(Point localization data)
····················

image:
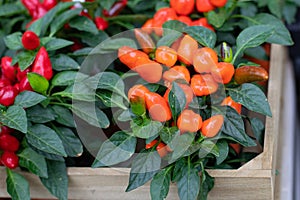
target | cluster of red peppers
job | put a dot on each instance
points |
(181, 10)
(197, 70)
(13, 80)
(8, 147)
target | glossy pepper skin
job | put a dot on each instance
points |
(9, 159)
(30, 40)
(8, 95)
(189, 121)
(42, 64)
(212, 126)
(158, 107)
(9, 143)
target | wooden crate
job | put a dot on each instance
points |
(254, 180)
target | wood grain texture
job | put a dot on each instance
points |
(255, 179)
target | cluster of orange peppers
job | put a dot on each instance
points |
(180, 10)
(197, 70)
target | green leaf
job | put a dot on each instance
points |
(252, 36)
(13, 41)
(15, 118)
(24, 59)
(143, 168)
(45, 139)
(177, 100)
(38, 83)
(34, 162)
(63, 116)
(160, 184)
(223, 151)
(111, 45)
(62, 19)
(111, 100)
(83, 23)
(71, 142)
(27, 99)
(9, 9)
(17, 186)
(91, 114)
(41, 25)
(169, 39)
(64, 78)
(189, 184)
(203, 35)
(146, 130)
(118, 148)
(252, 97)
(179, 144)
(281, 34)
(62, 62)
(234, 127)
(57, 181)
(39, 114)
(173, 25)
(258, 128)
(57, 43)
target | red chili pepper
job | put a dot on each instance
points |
(9, 159)
(8, 70)
(9, 143)
(42, 64)
(30, 40)
(8, 95)
(158, 107)
(101, 23)
(116, 8)
(49, 4)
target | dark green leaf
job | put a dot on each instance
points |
(41, 25)
(27, 99)
(9, 9)
(160, 184)
(112, 45)
(17, 186)
(189, 184)
(57, 43)
(63, 116)
(143, 168)
(179, 144)
(13, 41)
(45, 139)
(173, 25)
(57, 181)
(91, 114)
(281, 34)
(203, 35)
(118, 148)
(223, 151)
(63, 62)
(39, 114)
(38, 83)
(177, 100)
(251, 96)
(83, 23)
(71, 142)
(258, 128)
(62, 19)
(64, 78)
(15, 118)
(34, 162)
(148, 129)
(169, 39)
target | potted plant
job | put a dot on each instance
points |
(168, 89)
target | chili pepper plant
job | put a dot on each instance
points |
(162, 87)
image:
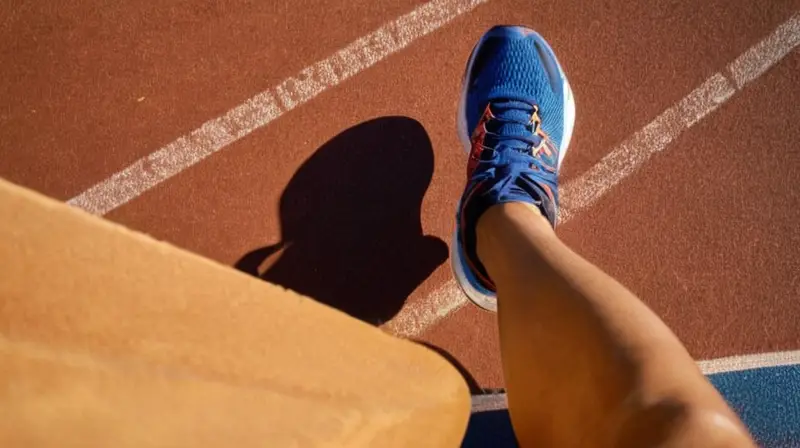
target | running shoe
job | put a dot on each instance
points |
(515, 120)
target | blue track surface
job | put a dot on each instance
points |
(767, 399)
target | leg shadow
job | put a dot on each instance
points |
(350, 222)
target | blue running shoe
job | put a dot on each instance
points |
(518, 105)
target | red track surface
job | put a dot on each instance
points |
(706, 232)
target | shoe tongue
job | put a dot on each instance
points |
(513, 119)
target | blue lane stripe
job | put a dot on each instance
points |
(767, 400)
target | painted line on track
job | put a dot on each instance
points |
(626, 158)
(498, 401)
(269, 105)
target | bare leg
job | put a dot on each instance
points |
(586, 362)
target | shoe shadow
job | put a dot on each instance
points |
(350, 222)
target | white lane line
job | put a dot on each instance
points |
(493, 402)
(626, 158)
(746, 362)
(414, 318)
(268, 105)
(763, 55)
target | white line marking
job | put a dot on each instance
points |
(493, 402)
(632, 153)
(268, 105)
(626, 158)
(746, 362)
(413, 319)
(763, 55)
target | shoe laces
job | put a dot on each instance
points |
(517, 126)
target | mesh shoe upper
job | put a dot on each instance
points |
(516, 112)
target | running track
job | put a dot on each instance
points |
(313, 144)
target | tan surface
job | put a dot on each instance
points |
(75, 283)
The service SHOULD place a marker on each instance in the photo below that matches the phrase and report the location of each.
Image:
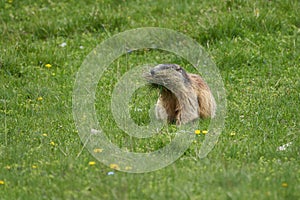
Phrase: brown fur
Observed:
(184, 97)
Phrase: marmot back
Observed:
(184, 97)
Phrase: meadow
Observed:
(254, 43)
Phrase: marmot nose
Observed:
(152, 72)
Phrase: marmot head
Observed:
(171, 76)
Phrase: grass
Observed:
(255, 45)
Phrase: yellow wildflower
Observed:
(91, 163)
(48, 65)
(284, 184)
(98, 150)
(114, 166)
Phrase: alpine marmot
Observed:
(183, 98)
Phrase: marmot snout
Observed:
(184, 97)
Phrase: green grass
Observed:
(255, 45)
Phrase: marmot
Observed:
(183, 98)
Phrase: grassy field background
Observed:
(255, 45)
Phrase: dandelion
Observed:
(114, 166)
(98, 150)
(284, 184)
(92, 163)
(48, 65)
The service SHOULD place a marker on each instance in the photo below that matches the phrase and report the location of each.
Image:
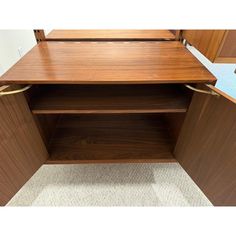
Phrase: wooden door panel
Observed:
(206, 147)
(22, 150)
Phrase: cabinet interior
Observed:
(109, 123)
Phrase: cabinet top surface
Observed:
(110, 34)
(107, 62)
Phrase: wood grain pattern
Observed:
(72, 99)
(110, 138)
(206, 148)
(107, 62)
(109, 35)
(22, 150)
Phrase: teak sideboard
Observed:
(116, 97)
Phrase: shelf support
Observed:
(201, 90)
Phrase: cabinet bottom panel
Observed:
(111, 139)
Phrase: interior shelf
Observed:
(84, 99)
(111, 138)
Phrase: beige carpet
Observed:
(110, 185)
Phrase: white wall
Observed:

····················

* _TO DO_
Transcribe the entries above verbatim, excluding any image.

* _TASK RESULT_
image:
target | cluster of red peppers
job | put a dot on each instance
points |
(181, 10)
(197, 70)
(13, 80)
(8, 147)
target | glossy pepper skin
job | put a dot on each instance
points |
(9, 159)
(30, 40)
(8, 95)
(189, 121)
(42, 64)
(212, 126)
(158, 107)
(9, 143)
target | wooden crate
job | put a dot on each instance
points |
(254, 180)
target | wood grain texture
job | put a dot on each instance
points |
(255, 179)
target | cluster of orange peppers
job | put a dot on each instance
points |
(180, 10)
(197, 70)
target | green leaf
job | put a dot on each instance
points |
(252, 36)
(13, 41)
(15, 118)
(24, 59)
(143, 168)
(45, 139)
(177, 100)
(38, 83)
(34, 162)
(63, 116)
(160, 184)
(223, 151)
(111, 45)
(62, 19)
(111, 100)
(83, 23)
(71, 142)
(27, 99)
(9, 9)
(17, 186)
(91, 114)
(41, 25)
(169, 39)
(64, 78)
(189, 184)
(203, 35)
(146, 130)
(118, 148)
(252, 97)
(179, 144)
(281, 34)
(62, 62)
(234, 127)
(57, 181)
(39, 114)
(173, 25)
(258, 128)
(57, 43)
target | red chili pepper
job | put a dot on each instance
points |
(9, 159)
(8, 70)
(9, 143)
(42, 64)
(30, 40)
(8, 95)
(158, 107)
(101, 23)
(116, 8)
(49, 4)
target | dark green leaf
job | put a dot on each instance
points |
(41, 25)
(27, 99)
(9, 9)
(160, 184)
(112, 45)
(17, 186)
(189, 184)
(57, 43)
(63, 116)
(143, 168)
(179, 144)
(13, 41)
(45, 139)
(173, 25)
(57, 181)
(91, 114)
(281, 34)
(203, 35)
(118, 148)
(223, 151)
(63, 62)
(39, 114)
(38, 83)
(177, 100)
(251, 96)
(83, 23)
(71, 142)
(258, 128)
(62, 19)
(64, 78)
(15, 118)
(34, 162)
(148, 129)
(169, 39)
target | potted plant
job | put a dot on each instance
points |
(168, 89)
target | chili pepper plant
job | put a dot on each instance
points |
(162, 87)
image:
target | running shoe
job | put a dot on each instance
points |
(515, 120)
target | blue track surface
job | put a dot on each instance
points |
(767, 399)
target | leg shadow
job | put a dot on each instance
points |
(350, 222)
target | blue running shoe
job | put a dot on each instance
points |
(518, 105)
target | red track surface
job | put a dot on each instance
points |
(706, 232)
target | shoe tongue
job | put a dot on each instance
points |
(513, 119)
target | blue lane stripe
job | put a dot on each instance
points |
(767, 400)
target | painted line on track
job | put a dot on each instance
points |
(626, 158)
(498, 401)
(269, 105)
target | bare leg
job | put a dot on each instance
points |
(586, 362)
target | shoe shadow
job | put a dot on each instance
points |
(350, 222)
target | white lane line
job | put a dot on each instance
points |
(493, 402)
(626, 158)
(746, 362)
(414, 318)
(268, 105)
(763, 55)
target | white line marking
job | put a dot on each instance
points |
(493, 402)
(632, 153)
(268, 105)
(626, 158)
(746, 362)
(413, 319)
(763, 55)
target | shoe laces
job | put a dot on each instance
points |
(517, 126)
target | mesh shoe upper
job | put a dot on each instance
points |
(516, 112)
target | running track
job | put a dot on each instance
points |
(313, 144)
target | tan surface
job | put a dot on each instance
points |
(75, 283)
The service SHOULD place a marker on each instance in the photo below that matches the phrase and report the location of each.
Image:
Phrase: brown fur
Observed:
(184, 97)
Phrase: marmot back
Observed:
(184, 97)
Phrase: meadow
Observed:
(254, 43)
Phrase: marmot nose
Observed:
(152, 72)
Phrase: marmot head
Observed:
(171, 76)
Phrase: grass
Observed:
(255, 45)
Phrase: yellow wildflower
Observed:
(91, 163)
(48, 65)
(284, 184)
(98, 150)
(114, 166)
Phrase: alpine marmot
Observed:
(183, 98)
Phrase: marmot snout
Observed:
(184, 97)
Phrase: green grass
Observed:
(255, 45)
Phrase: marmot
Observed:
(183, 98)
Phrase: grassy field background
Observed:
(255, 45)
Phrase: dandelion
Observed:
(114, 166)
(98, 150)
(284, 184)
(92, 163)
(48, 65)
The service SHOULD place a marker on each instance in the photo below that matches the phrase and report the location of each.
Image:
Phrase: wooden door panel
Observed:
(206, 147)
(22, 150)
Phrase: cabinet interior
Observed:
(109, 123)
Phrase: cabinet top surface
Observed:
(110, 34)
(107, 62)
Phrase: wood grain pattern
Observed:
(72, 99)
(110, 138)
(206, 148)
(107, 62)
(109, 35)
(22, 150)
Phrase: teak sideboard
Observed:
(116, 97)
Phrase: shelf support
Observed:
(201, 90)
Phrase: cabinet bottom panel
Observed:
(111, 139)
Phrase: interior shelf
Observed:
(84, 99)
(111, 138)
Phrase: beige carpet
Observed:
(110, 185)
Phrase: white wall
Observed:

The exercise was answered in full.